------ Text

Thursday, September 04, 2008

How the liberal media treated a Bush daughter

About a year ago, I blogged about first daughter's new book on AIDS. Here's what liberals thought of her effort.
    Jenna Bush's book for young people

    Jenna Bush has authored a book "Ana's Story; a Journey of Hope" (HarperCollins, 2007, 209 pp. $18.99). It is non-fiction, for teenagers and about AIDS, is based on 6 months of conversations with women and children with HIV or AIDS when the president's daughter was working with UNICEF. It was reviewed, probably reluctantly, by Bob Minzesheimer in USAToday. In general, he was positive, pointing out it was easy to read with 35 pages of sources addressing common myths about AIDS and HIV. The paper edition differed from the online version. In paper he wrote that it doesn't address how much U.S. support should go to organizations that distribute condoms as opposed to religious groups that promote only abstinence. How picky is that? Reviewers and talking heads always want the book they themselves didn't make the effort to write and publish. I wonder if Minzesheimer would board an airplane that had the same failure rate as condoms?

    In another column this reviewer points out that when Oprah even mentions a title (Eat, pray, love; Middlesex) it leap frogs to the top of the best seller list. That won't happen to a book by a conservative, even if the topic is one of her favorites.

    The commenters at the revised online article are the usual collection of Bush-haters and author-wannabees complaining about favoritism. They are well worth reading for their ignorance, pomposity and narrowmindedness, just in case you'd forgotten how green the left is. If even five young people read this book and decide that HIV is probably something in their future if they don't change their lifestyle, she will have achieved her goal.

------------
------ Supplied data

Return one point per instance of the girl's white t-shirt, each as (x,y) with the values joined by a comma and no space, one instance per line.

------------

**What the task requires**
From the blog post, copy the passage starting with "How the liberal" and going on through "of her effort.", word for word. The data has nothing to do with the blog post.

**Answer box**
How the liberal media treated a Bush daughter

About a year ago, I blogged about first daughter's new book on AIDS. Here's what liberals thought of her effort.